Collected data entries
==========
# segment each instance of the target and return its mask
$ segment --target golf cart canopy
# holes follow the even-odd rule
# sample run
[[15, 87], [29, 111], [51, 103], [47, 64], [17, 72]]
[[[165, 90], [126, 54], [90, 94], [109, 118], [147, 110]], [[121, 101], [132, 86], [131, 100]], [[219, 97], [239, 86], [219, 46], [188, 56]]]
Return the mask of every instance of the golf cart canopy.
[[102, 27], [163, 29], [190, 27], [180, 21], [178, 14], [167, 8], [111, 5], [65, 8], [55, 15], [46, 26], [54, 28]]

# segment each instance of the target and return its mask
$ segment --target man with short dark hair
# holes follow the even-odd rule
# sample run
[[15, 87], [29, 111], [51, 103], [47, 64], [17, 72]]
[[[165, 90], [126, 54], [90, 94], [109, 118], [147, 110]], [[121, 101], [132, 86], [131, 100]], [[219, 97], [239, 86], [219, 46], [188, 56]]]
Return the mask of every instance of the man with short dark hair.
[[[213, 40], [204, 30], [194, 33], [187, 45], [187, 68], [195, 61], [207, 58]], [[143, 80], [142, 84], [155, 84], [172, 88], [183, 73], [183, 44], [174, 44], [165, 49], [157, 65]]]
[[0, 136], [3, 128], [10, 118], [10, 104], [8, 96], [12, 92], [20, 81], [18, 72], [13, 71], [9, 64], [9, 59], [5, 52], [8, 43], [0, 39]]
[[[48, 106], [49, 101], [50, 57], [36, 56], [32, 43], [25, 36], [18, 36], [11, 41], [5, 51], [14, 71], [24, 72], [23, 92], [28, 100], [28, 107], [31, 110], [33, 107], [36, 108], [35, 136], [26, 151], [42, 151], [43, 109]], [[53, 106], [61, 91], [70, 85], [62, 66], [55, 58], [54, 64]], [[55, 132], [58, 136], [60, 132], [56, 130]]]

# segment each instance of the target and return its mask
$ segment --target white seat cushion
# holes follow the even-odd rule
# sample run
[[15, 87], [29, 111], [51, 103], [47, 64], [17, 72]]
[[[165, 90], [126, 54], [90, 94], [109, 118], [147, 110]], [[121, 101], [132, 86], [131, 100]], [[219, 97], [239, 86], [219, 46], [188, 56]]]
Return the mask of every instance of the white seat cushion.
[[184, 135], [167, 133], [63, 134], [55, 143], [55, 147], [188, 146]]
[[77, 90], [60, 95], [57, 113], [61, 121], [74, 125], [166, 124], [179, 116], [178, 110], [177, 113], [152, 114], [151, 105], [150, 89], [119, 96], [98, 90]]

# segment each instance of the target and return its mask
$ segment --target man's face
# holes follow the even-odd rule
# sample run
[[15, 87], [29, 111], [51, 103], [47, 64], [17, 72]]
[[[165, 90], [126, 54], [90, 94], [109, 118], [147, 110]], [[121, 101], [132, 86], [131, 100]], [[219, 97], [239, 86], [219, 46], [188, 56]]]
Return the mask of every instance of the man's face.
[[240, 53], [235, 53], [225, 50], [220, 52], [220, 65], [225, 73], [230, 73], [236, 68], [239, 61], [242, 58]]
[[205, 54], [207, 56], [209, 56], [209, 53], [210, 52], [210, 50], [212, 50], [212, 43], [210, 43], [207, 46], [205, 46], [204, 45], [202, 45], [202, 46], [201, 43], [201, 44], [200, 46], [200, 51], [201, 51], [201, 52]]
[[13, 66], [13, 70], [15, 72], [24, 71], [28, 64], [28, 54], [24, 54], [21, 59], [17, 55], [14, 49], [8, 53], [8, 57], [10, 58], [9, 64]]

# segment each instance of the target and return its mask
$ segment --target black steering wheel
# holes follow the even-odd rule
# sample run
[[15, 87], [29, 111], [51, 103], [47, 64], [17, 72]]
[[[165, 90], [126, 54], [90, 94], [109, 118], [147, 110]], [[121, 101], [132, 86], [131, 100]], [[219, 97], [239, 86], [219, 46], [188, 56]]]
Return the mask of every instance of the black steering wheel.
==========
● **EXERCISE AIM**: Reproduce every one of the rows above without any changes.

● **CORRECT ANSWER**:
# segment each instance of the target and return its mask
$ segment --target golf cart canopy
# holes follow the even-odd rule
# sample run
[[15, 87], [29, 111], [51, 103], [47, 64], [17, 72]]
[[[165, 90], [126, 54], [90, 94], [109, 118], [147, 110]], [[121, 101], [132, 86], [131, 100]], [[219, 97], [239, 86], [219, 46], [188, 56]]]
Return the mask of every instance of the golf cart canopy.
[[102, 27], [163, 29], [190, 27], [180, 21], [178, 14], [167, 8], [111, 5], [65, 8], [55, 15], [46, 26], [54, 28]]

# segment each instance of the target and return its mask
$ segment --target man with short dark hair
# holes follow the even-odd rule
# sample run
[[15, 87], [29, 111], [51, 103], [47, 64], [17, 72]]
[[[165, 90], [126, 54], [90, 94], [109, 118], [147, 110]], [[121, 101], [132, 86], [131, 100]], [[219, 97], [239, 86], [219, 46], [188, 56]]]
Return the mask of every instance of the man with short dark hair.
[[[213, 40], [204, 30], [194, 33], [187, 45], [187, 68], [195, 61], [207, 58]], [[143, 80], [142, 84], [155, 84], [172, 88], [183, 73], [183, 44], [174, 44], [165, 49], [157, 65]]]
[[0, 136], [3, 128], [10, 118], [10, 104], [8, 96], [12, 92], [20, 81], [18, 72], [13, 71], [9, 64], [9, 59], [5, 52], [8, 43], [0, 39]]
[[[48, 106], [49, 101], [50, 57], [36, 56], [32, 43], [25, 36], [18, 36], [11, 41], [5, 51], [14, 71], [24, 72], [23, 92], [28, 100], [28, 107], [31, 110], [33, 107], [36, 108], [35, 136], [26, 151], [42, 151], [43, 109]], [[53, 106], [61, 91], [70, 85], [62, 66], [55, 58], [54, 64]], [[55, 132], [58, 136], [60, 132], [56, 130]]]

# segment each instance of the target and return its mask
$ segment --target white seat cushion
# holes follow the even-odd rule
# sample run
[[15, 87], [29, 111], [51, 103], [47, 64], [17, 72]]
[[[165, 90], [126, 54], [90, 94], [109, 118], [147, 110]], [[121, 101], [132, 86], [131, 100]], [[219, 97], [239, 86], [219, 46], [188, 56]]]
Return the mask of every instance of the white seat cushion.
[[184, 135], [167, 133], [63, 134], [55, 143], [55, 147], [188, 146]]
[[77, 90], [60, 95], [57, 113], [61, 121], [74, 125], [166, 124], [179, 116], [178, 110], [177, 113], [152, 114], [151, 105], [150, 89], [119, 96], [98, 90]]

# segment each instance of the target and return its mask
$ segment --target man's face
# holes follow the even-odd rule
# sample run
[[15, 87], [29, 111], [51, 103], [47, 64], [17, 72]]
[[[165, 90], [126, 54], [90, 94], [109, 118], [147, 110]], [[121, 101], [132, 86], [131, 100]], [[219, 97], [239, 86], [219, 46], [188, 56]]]
Return the mask of every instance of the man's face.
[[240, 53], [235, 53], [225, 50], [220, 52], [220, 65], [225, 73], [230, 73], [236, 68], [239, 61], [242, 58]]
[[205, 54], [207, 56], [209, 56], [209, 53], [210, 52], [210, 50], [212, 50], [212, 43], [210, 43], [207, 46], [205, 46], [204, 45], [202, 45], [202, 46], [201, 43], [201, 44], [200, 46], [200, 51], [201, 51], [201, 52]]
[[13, 66], [13, 70], [15, 72], [24, 71], [28, 64], [28, 54], [24, 54], [21, 59], [17, 55], [14, 49], [8, 53], [8, 57], [10, 58], [9, 64]]

# segment each instance of the target and return its mask
$ segment --target black steering wheel
# holes follow the even-odd rule
# sample run
[[15, 87], [29, 111], [51, 103], [47, 64], [17, 72]]
[[[165, 90], [126, 54], [90, 94], [109, 118], [147, 110]], [[121, 101], [132, 86], [131, 100]], [[219, 97], [239, 86], [219, 46], [188, 56]]]
Return the mask of every instance of the black steering wheel.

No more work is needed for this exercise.